Copy out every one of the records below word for word, line by line, with each point unchanged.

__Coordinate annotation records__
^^^^^^^^^^^^^^^^
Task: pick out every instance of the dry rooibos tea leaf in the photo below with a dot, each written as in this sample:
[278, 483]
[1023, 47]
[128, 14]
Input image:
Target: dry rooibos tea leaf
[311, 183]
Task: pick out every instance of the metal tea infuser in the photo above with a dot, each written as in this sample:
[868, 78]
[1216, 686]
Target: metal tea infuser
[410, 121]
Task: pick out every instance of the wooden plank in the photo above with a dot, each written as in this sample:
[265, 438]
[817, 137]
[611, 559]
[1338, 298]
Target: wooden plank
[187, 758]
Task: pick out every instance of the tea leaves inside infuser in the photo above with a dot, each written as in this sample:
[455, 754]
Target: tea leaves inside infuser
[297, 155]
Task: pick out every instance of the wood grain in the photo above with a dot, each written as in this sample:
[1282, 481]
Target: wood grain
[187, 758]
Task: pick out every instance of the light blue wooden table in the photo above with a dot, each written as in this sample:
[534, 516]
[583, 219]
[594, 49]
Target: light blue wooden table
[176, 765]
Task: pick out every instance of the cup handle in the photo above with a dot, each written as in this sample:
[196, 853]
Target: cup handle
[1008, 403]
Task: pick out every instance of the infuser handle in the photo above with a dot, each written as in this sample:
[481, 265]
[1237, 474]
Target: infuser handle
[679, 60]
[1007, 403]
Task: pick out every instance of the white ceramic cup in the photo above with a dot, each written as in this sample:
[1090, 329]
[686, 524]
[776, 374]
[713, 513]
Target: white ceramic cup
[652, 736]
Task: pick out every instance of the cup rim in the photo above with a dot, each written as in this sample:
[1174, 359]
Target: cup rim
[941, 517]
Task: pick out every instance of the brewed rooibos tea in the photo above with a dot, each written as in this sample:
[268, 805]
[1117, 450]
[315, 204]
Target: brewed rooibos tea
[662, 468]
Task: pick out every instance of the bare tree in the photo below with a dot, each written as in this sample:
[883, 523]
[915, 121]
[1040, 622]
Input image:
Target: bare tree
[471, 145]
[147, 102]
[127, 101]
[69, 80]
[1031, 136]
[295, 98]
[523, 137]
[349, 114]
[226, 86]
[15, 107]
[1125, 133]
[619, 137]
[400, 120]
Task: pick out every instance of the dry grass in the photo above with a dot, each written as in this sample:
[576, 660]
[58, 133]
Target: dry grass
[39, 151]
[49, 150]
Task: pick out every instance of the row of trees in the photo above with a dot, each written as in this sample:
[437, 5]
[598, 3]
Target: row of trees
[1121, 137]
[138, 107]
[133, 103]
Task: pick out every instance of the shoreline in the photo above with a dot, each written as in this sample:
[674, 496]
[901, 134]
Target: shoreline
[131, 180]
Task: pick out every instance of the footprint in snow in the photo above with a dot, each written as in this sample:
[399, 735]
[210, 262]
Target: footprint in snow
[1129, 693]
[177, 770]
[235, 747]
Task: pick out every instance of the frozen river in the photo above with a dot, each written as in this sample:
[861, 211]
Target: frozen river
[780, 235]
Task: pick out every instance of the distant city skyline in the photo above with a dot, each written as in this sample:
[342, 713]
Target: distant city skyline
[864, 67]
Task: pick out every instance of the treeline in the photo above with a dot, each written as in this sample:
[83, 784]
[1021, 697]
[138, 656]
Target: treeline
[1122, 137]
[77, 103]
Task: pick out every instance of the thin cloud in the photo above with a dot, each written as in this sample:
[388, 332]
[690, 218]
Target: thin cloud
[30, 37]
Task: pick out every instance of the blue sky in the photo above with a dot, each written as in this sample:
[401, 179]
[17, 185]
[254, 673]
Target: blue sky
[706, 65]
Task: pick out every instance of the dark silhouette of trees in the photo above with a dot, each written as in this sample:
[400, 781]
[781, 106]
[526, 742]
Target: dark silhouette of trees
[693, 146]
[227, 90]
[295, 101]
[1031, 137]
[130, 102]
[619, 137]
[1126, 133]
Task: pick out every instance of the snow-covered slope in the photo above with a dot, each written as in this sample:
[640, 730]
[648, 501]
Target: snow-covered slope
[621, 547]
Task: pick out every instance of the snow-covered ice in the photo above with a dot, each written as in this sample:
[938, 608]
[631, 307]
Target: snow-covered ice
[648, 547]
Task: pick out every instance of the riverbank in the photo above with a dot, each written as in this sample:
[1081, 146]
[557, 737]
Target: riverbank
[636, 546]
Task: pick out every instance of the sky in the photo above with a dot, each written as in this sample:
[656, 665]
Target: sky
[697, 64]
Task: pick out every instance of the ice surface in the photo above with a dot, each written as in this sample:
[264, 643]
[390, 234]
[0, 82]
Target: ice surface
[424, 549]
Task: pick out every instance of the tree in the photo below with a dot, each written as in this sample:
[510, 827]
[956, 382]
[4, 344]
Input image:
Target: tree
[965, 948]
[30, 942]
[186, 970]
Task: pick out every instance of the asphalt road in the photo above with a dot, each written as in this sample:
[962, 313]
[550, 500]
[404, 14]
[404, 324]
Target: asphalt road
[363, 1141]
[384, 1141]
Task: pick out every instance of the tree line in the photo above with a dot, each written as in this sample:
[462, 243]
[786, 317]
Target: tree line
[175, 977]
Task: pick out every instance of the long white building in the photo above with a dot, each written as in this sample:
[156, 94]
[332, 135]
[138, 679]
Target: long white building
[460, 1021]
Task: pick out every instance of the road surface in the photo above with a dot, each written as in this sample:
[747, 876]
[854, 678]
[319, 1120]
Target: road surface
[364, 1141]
^^^^^^^^^^^^^^^^
__CORRECT OUTPUT__
Task: pick out every instance of the dry rooibos tea leaf in the photo below with a dot, each written as in this sample:
[278, 483]
[1023, 47]
[128, 14]
Input image:
Target: dry rooibos tea leaf
[311, 183]
Task: pick out every instance of the metal tea infuser in the photo above with a dot, each written as in this sample:
[868, 78]
[1216, 686]
Target: metal tea infuser
[410, 121]
Task: pick out every instance of the wooden plank in the photo above with a dot, each written as in this sample:
[265, 438]
[817, 137]
[611, 559]
[1338, 298]
Target: wooden plank
[187, 758]
Task: pick out every instance of the tea leaves inside infuser in the photo above with a dot, each written as in this sample:
[455, 754]
Target: tea leaves inside infuser
[297, 155]
Task: pick out every instance of the wood grain in the photo above with a dot, each written as in this sample:
[1282, 481]
Target: wood grain
[187, 758]
Task: pick out every instance of the light blue wooden table in the photo above with a dot, each written as in this sample:
[534, 516]
[583, 219]
[594, 49]
Target: light blue wooden table
[176, 765]
Task: pick out every instance of the cup handle in the photo above with a dot, each written as in this sample:
[196, 853]
Target: cup handle
[1008, 403]
Task: pick out every instance of the infuser handle in the photo above with a dot, each written as in this sample:
[481, 265]
[1237, 474]
Target: infuser handle
[679, 60]
[1007, 403]
Task: pick out every instance of the white ceramic cup in the photo above with a dot, each written as in this sample:
[1090, 329]
[686, 524]
[776, 374]
[713, 513]
Target: white ceramic cup
[652, 736]
Task: pick out every instance of the cup rim in the photo above with a dot, each written as in this sample:
[1174, 359]
Target: cup rim
[941, 517]
Task: pick out every instance of the brewed rooibos tea in the photo above with a dot, each written as in this sample:
[268, 805]
[1117, 450]
[315, 204]
Target: brewed rooibos tea
[662, 468]
Task: pick out every instance of the bare tree in the photo below with a dot, each written as in this sample:
[883, 523]
[915, 121]
[1040, 622]
Input image:
Target: bare tree
[471, 145]
[147, 102]
[127, 101]
[69, 80]
[1031, 136]
[295, 98]
[523, 137]
[349, 114]
[226, 86]
[15, 107]
[1125, 133]
[619, 137]
[400, 120]
Task: pick out every instance of the dry grass in the photo above with a dot, each written as in this sample:
[576, 660]
[58, 133]
Target: dry grass
[39, 151]
[49, 150]
Task: pick out every instance of the row of trees in the photo above with a dot, each written as in this sample:
[437, 5]
[598, 3]
Target: row of trees
[1121, 137]
[138, 107]
[133, 103]
Task: pick out every instance of the shoreline in the photo above with a dot, each written as in this sample:
[674, 496]
[901, 134]
Target: shoreline
[131, 180]
Task: pick out every instance of the footprint in snow in the photo above with a dot, each written as in this sample:
[399, 735]
[210, 262]
Target: footprint in snow
[1129, 693]
[177, 770]
[235, 747]
Task: pick out every instance of the frozen river in the photo above with a dot, each written as in this sample:
[861, 211]
Target: frozen river
[780, 235]
Task: pick out every instance of the distant city skyline in the photo above with a dot, each written as in this sample:
[342, 713]
Target: distant city skyline
[864, 67]
Task: pick out every instance of the treeline in the photo above with a dot, each written as in this sample:
[83, 784]
[1021, 697]
[138, 656]
Target: treeline
[1122, 137]
[77, 103]
Task: pick out every instance of the thin cloud in the photo above with a dot, each written as in this sample:
[388, 332]
[690, 218]
Target: thin cloud
[30, 37]
Task: pick out every instance of the blue sky in the photo above with a dot, each written as in this sample:
[401, 179]
[17, 185]
[254, 673]
Target: blue sky
[706, 65]
Task: pick out every instance of the dark silhouette of trees in the photo above with a dot, each written as in this sample:
[400, 781]
[781, 106]
[526, 742]
Target: dark silhouette of trees
[693, 146]
[227, 90]
[295, 101]
[1031, 137]
[130, 102]
[619, 137]
[1126, 133]
Task: pick out every instance of the snow-covered slope in the photo above with a dot, each written as in this sample:
[640, 730]
[648, 501]
Target: snow-covered slope
[621, 547]
Task: pick out every instance of the snow-covered ice in the photo above with a dot, each written as in this sample:
[938, 608]
[631, 307]
Target: snow-covered ice
[648, 547]
Task: pick out every instance of the riverbank in the photo above with a dot, each written as in this sample:
[1081, 146]
[557, 737]
Target: riverbank
[636, 546]
Task: pick out every instance of the sky in the photo above with a dot, each written as in this sample:
[656, 665]
Target: sky
[697, 64]
Task: pick out every instance of the ice surface in the photo above with a dot, each written as in this sample:
[264, 643]
[390, 234]
[0, 82]
Target: ice surface
[424, 549]
Task: pick out every instance of the tree in the photo below with a dot, each written as in this sample:
[510, 827]
[956, 382]
[4, 344]
Input image:
Target: tree
[965, 948]
[30, 942]
[186, 970]
Task: pick out every instance of the asphalt road in the photo above with a dot, each written as in this sample:
[962, 313]
[550, 500]
[404, 14]
[404, 324]
Target: asphalt road
[363, 1141]
[384, 1141]
Task: pick out every instance of the tree line in the photo above with a dot, each written as in this sample:
[462, 243]
[786, 317]
Target: tree line
[175, 977]
Task: pick out every instance of the long white building in the photo above with a dot, each written as in this sample:
[156, 94]
[332, 135]
[138, 679]
Target: long white building
[460, 1021]
Task: pick out every instance of the road surface in the photo above with a dot, each written as in this sample:
[747, 876]
[854, 678]
[319, 1120]
Target: road surface
[364, 1141]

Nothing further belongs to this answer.